-- Begin --

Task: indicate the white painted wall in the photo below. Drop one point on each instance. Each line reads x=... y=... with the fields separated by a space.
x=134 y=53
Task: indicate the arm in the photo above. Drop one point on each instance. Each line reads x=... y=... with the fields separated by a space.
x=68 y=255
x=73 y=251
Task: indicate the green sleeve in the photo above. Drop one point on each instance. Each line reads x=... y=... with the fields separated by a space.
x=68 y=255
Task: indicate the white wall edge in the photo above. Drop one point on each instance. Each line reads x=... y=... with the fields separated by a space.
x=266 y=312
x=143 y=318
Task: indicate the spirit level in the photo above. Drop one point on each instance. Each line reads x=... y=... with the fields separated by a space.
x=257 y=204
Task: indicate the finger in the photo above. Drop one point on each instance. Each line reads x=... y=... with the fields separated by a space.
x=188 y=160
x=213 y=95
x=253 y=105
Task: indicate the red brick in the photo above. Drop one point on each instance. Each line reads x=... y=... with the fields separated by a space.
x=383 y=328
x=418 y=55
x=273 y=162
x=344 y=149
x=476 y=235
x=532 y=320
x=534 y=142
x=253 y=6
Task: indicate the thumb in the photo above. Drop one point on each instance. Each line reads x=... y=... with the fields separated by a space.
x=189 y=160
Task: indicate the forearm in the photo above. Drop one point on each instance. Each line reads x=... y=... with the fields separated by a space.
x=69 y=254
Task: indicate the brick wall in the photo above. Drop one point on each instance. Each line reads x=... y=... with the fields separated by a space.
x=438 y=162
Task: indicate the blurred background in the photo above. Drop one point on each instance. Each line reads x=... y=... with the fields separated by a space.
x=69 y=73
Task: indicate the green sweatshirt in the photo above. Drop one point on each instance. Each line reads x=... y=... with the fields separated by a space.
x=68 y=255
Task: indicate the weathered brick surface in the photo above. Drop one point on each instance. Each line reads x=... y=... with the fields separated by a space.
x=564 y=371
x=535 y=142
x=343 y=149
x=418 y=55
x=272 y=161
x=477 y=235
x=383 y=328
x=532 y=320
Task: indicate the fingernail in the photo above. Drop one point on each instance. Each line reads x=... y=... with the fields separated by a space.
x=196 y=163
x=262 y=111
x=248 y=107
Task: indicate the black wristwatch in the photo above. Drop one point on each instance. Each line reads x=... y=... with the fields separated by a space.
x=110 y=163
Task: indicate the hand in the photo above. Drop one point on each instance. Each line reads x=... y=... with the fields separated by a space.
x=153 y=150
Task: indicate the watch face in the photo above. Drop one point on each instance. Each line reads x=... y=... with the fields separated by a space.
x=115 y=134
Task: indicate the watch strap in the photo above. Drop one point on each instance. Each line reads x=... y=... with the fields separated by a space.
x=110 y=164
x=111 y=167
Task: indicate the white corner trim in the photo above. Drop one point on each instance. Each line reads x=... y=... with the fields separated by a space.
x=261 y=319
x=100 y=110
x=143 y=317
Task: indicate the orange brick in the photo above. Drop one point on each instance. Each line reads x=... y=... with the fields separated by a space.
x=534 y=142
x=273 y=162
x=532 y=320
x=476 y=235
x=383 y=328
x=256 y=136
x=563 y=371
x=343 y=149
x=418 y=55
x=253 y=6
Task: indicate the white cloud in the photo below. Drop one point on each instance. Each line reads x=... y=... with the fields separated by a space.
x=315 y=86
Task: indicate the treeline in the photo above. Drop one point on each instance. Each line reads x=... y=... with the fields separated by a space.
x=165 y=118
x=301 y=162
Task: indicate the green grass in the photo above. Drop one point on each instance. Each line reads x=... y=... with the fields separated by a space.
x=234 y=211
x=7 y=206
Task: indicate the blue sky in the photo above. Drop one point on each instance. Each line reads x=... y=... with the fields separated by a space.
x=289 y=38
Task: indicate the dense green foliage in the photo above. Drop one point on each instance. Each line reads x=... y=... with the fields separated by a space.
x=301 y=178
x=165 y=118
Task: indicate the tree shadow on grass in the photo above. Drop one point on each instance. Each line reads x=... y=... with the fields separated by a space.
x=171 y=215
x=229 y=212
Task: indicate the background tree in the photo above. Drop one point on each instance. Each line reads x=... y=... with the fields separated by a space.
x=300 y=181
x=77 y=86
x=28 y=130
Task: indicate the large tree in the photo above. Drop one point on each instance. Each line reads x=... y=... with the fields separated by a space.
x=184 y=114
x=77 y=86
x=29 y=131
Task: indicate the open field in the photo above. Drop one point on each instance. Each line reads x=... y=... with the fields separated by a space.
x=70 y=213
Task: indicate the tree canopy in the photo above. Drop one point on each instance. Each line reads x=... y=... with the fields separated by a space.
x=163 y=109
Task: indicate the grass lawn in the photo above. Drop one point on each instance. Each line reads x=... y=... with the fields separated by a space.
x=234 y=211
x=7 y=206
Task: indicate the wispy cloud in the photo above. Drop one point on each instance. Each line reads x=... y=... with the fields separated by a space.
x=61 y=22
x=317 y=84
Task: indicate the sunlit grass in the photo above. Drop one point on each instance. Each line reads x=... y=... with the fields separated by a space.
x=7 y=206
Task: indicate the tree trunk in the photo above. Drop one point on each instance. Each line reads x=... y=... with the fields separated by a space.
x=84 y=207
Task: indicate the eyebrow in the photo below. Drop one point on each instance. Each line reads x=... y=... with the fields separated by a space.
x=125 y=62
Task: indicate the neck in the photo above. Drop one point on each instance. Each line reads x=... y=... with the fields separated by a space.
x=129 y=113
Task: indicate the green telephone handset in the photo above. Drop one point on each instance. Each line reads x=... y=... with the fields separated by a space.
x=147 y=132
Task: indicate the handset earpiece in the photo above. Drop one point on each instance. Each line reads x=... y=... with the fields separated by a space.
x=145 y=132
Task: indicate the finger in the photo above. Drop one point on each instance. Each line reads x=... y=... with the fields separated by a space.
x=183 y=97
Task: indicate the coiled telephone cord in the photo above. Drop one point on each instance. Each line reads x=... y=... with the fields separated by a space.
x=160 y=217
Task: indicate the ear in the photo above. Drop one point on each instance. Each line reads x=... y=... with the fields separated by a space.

-- End --

> [Exercise aim]: Convert the lines from the one containing "Task: indicate the white corner" through the one containing "x=143 y=317", both included, into a JSON list of strings with one string per line and blank lines omitted.

> [Response to the exercise]:
[
  "Task: indicate the white corner trim in the photo above. Drop one point on each instance. Each line reads x=... y=... with the fields separated by a space.",
  "x=261 y=319",
  "x=100 y=110",
  "x=143 y=317"
]